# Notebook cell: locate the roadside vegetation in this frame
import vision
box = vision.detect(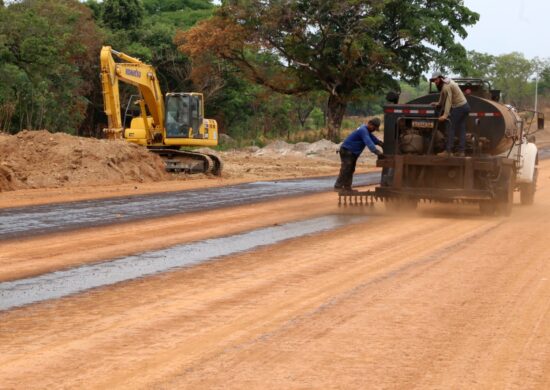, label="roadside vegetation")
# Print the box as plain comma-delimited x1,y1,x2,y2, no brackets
0,0,550,146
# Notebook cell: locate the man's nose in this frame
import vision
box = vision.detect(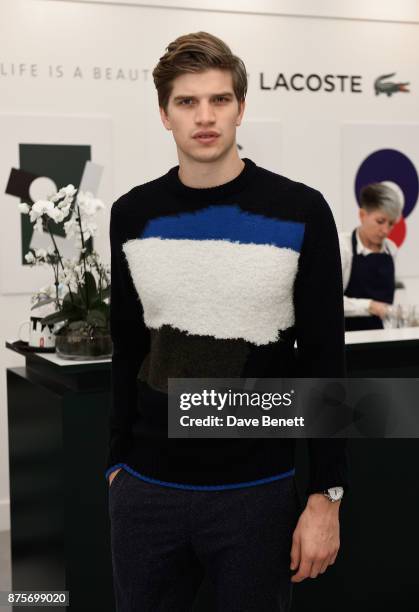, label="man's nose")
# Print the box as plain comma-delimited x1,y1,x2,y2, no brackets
195,102,215,124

# Exercise details
Show every line of the records above that contains the word "cell".

# Correct response
# Notebook cell: locate the roadside vegetation in this frame
# Notebook cell: locate the man's nose in this frame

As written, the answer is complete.